▶ [Stated goal] Format the whole listing below as a JSON array of strings, with one string per line and blank lines left out.
— BEGIN Entries —
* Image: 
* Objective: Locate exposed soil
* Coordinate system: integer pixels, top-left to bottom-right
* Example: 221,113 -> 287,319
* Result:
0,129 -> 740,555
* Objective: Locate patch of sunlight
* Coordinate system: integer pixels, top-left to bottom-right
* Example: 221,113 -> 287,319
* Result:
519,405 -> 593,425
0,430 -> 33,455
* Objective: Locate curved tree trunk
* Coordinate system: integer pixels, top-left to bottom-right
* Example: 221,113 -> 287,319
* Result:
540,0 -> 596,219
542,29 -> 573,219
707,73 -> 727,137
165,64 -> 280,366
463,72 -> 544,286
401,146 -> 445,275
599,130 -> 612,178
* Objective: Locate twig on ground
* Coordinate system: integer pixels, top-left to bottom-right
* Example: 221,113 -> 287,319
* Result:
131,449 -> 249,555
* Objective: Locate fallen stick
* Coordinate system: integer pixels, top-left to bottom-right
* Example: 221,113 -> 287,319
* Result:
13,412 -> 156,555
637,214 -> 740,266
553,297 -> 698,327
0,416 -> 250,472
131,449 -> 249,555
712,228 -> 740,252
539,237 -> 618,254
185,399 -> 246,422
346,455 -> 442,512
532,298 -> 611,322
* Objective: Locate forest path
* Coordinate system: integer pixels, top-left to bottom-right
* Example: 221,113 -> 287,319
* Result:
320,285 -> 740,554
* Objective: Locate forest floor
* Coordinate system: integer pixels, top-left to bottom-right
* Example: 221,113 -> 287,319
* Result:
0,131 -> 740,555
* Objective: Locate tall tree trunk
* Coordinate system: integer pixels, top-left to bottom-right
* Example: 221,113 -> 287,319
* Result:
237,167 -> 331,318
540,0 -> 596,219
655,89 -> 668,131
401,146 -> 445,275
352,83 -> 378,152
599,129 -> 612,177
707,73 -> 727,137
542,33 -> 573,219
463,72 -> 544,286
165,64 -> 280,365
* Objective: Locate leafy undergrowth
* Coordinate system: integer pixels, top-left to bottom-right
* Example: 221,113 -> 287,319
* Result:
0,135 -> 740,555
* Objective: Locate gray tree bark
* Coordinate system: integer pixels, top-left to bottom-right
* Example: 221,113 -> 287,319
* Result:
— END Entries —
▶ [Result]
[
  "* Image: ",
  "* Objective: Locate exposed soil",
  "* Coordinate system: integer pixels, top-left to bottom-right",
  "* Example: 221,113 -> 287,319",
  "* Result:",
  "0,129 -> 740,555",
  "* Objective: Locate patch of sunlight",
  "* Coordinate system: integer pixels, top-left to bottom-right",
  "* Example: 221,113 -> 287,319",
  "* Result:",
  "519,405 -> 593,425",
  "0,430 -> 33,455",
  "* Objective: Locate curved tree trunk",
  "* Coordinate system: integer pixels, top-left to bottom-right",
  "* Example: 221,113 -> 287,319",
  "* Result:",
  "540,0 -> 596,219",
  "542,29 -> 573,219",
  "707,73 -> 727,137",
  "165,64 -> 280,366",
  "463,72 -> 544,286",
  "401,146 -> 445,275",
  "599,130 -> 612,178",
  "* Objective: Locate twig on ground",
  "* Coordinate system: integer pixels, top-left to bottom-right",
  "* Example: 221,113 -> 287,319",
  "* Result:",
  "131,449 -> 249,555",
  "* Objective: Locate fallen stick",
  "* Coordinate system: integer pixels, top-left to bottom-right",
  "* Example: 221,113 -> 287,319",
  "* Result:",
  "13,412 -> 156,555",
  "637,214 -> 740,266",
  "553,297 -> 698,327",
  "0,416 -> 250,472",
  "131,449 -> 249,555",
  "712,228 -> 740,252",
  "539,237 -> 618,254",
  "185,399 -> 246,422",
  "346,455 -> 442,512",
  "532,298 -> 611,322",
  "* Objective: Locate forest path",
  "* Coordinate system: integer pixels, top-left to bottom-right",
  "* Example: 221,113 -> 287,319",
  "* Result:",
  "320,285 -> 740,554",
  "* Objective: Locate forest floor",
  "* Coordinate system: integer pixels, top-left to bottom-right",
  "* Example: 221,113 -> 287,319",
  "* Result:",
  "0,131 -> 740,555",
  "* Objective: Locate tall tree trunk",
  "* Coordinate system: integer pixels, top-left to bottom-right",
  "* Example: 221,113 -> 287,319",
  "* Result:",
  "237,167 -> 331,318",
  "540,0 -> 596,219",
  "655,89 -> 668,131",
  "401,146 -> 445,275",
  "352,83 -> 378,152",
  "599,129 -> 612,177",
  "707,73 -> 727,137",
  "542,33 -> 573,219",
  "463,72 -> 544,286",
  "165,64 -> 280,365",
  "* Objective: Locate leafy undergrowth",
  "* Coordinate system: integer pixels, top-left to bottom-right",
  "* Example: 221,113 -> 287,319",
  "* Result:",
  "0,135 -> 740,555",
  "* Objective: Locate gray tree bark",
  "* Coordinate system: integer pixels, top-left to bottom-right",
  "* Example: 221,113 -> 287,319",
  "* Result:"
]